Your assignment =
When the line with "Where can the girl's nose" appears below, start repeating lines exactly, and keep going through the line with "Where can the epaulette"; add nothing outside that span.

Available data =
....................

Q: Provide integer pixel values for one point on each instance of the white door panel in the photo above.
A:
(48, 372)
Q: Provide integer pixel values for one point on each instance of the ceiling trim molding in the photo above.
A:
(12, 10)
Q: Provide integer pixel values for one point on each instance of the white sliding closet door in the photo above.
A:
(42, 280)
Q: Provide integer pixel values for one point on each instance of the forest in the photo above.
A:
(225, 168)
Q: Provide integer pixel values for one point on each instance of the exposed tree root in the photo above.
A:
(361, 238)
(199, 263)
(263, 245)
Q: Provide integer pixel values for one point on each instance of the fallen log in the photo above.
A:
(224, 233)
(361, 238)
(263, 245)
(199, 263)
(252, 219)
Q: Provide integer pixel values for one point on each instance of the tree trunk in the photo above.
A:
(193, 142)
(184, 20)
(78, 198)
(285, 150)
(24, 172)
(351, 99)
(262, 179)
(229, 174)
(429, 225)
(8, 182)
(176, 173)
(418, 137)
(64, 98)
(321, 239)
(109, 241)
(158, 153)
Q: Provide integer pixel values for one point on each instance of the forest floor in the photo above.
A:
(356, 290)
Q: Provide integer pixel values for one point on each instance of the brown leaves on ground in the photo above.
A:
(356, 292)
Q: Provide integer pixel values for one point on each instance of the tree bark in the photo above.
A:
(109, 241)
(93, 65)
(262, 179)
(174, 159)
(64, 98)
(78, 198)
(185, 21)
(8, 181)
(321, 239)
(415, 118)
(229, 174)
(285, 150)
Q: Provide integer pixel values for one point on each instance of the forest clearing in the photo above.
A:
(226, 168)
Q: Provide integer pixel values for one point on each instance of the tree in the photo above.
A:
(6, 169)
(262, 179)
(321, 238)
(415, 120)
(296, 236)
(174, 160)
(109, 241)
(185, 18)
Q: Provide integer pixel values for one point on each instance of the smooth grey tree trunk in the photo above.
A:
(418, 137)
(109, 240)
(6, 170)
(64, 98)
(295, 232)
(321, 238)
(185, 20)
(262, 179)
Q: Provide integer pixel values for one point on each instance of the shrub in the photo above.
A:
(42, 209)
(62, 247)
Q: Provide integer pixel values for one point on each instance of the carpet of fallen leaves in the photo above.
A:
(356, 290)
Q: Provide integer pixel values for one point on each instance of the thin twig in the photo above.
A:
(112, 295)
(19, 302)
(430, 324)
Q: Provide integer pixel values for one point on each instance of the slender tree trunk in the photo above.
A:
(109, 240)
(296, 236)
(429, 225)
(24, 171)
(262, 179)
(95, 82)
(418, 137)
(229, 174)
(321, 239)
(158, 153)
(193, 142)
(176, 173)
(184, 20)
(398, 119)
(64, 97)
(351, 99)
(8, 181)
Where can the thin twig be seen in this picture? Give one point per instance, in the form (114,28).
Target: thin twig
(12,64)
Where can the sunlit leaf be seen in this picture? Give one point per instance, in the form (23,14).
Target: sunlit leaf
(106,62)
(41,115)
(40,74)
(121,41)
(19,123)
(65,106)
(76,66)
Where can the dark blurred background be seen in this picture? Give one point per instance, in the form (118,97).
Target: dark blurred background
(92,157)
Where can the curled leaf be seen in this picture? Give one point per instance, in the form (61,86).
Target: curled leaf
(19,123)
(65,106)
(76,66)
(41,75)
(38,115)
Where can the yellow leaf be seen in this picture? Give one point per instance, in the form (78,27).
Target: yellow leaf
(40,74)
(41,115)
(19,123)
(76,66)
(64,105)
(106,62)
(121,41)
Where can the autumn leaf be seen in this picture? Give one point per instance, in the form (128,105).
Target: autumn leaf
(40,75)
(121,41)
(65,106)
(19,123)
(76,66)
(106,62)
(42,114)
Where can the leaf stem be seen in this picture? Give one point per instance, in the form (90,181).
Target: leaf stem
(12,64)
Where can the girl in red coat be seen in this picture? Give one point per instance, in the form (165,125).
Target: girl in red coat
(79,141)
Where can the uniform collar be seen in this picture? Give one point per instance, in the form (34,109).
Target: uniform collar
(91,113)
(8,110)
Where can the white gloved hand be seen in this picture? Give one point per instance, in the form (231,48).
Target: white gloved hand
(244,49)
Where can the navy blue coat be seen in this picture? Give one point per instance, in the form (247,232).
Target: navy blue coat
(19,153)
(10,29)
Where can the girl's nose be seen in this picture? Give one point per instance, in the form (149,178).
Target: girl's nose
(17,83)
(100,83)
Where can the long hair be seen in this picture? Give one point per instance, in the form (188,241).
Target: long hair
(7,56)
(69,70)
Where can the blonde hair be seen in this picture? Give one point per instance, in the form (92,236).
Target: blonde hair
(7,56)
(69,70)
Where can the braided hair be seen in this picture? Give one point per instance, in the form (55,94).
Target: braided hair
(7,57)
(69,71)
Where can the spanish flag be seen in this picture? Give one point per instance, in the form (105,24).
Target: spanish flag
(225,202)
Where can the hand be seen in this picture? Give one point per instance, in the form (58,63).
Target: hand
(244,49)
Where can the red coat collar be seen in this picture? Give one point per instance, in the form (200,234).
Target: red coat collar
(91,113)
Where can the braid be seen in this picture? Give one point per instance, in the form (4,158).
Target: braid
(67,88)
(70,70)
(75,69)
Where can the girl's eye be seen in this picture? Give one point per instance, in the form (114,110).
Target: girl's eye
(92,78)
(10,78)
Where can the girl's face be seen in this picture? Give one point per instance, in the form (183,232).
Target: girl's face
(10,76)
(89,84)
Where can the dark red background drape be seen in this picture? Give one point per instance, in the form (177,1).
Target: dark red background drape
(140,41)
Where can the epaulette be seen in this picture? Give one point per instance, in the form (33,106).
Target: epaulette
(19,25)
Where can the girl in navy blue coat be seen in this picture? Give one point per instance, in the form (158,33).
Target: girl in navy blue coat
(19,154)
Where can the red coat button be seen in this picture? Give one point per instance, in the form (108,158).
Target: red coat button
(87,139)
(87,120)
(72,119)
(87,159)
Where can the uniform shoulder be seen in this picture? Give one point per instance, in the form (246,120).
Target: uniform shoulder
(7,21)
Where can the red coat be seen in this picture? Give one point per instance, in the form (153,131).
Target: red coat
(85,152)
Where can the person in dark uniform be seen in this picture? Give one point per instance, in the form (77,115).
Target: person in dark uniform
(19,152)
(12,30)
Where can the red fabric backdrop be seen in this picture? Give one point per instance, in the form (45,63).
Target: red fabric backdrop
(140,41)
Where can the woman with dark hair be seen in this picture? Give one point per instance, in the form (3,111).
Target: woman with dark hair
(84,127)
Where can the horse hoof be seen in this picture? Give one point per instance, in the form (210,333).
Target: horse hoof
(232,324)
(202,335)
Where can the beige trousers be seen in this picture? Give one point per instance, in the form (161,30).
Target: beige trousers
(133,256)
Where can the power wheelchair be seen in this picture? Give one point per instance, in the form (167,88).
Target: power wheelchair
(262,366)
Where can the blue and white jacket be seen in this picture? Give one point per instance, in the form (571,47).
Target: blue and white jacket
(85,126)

....................

Response area =
Where can the girl's nose be seen in this picture? Give one point per instance, in the form (149,178).
Target: girl's nose
(17,83)
(100,83)
Where can the long hair be seen in this picture? Give one point per instance, in the form (188,241).
Target: long hair
(7,56)
(69,70)
Where can the blonde hair be seen in this picture? Give one point per instance, in the form (92,236).
Target: blonde hair
(7,56)
(69,70)
Where can the braided hair be seen in this picture? Give one point per instance, in the form (55,94).
Target: braided hair
(7,57)
(69,71)
Where can the spanish flag be seen in this picture? Give one point per instance, in the form (105,24).
Target: spanish flag
(225,202)
Where can the hand be seen in this picture? Give one point per instance, in the form (58,63).
Target: hand
(244,49)
Where can the red coat collar be seen in this picture? Give one point per instance, in the form (200,234).
Target: red coat collar
(91,113)
Where can the braid be seen in this picture? Give one point per instance, in the form (4,158).
Target: braid
(67,88)
(70,70)
(75,69)
Where can the girl's eye be seen in this picture? Give one point per instance, in the form (114,110).
Target: girl's eye
(92,78)
(10,78)
Where can the girl's face be seen in this picture? Give one point per instance, in the form (183,232).
Target: girl's face
(10,76)
(89,84)
Where can the dark red background drape be seen in this picture? Give one point per instance, in the form (177,1).
Target: dark red background drape
(140,41)
Where can the epaulette be seen in this picture? Give one point per instance, in the form (33,106).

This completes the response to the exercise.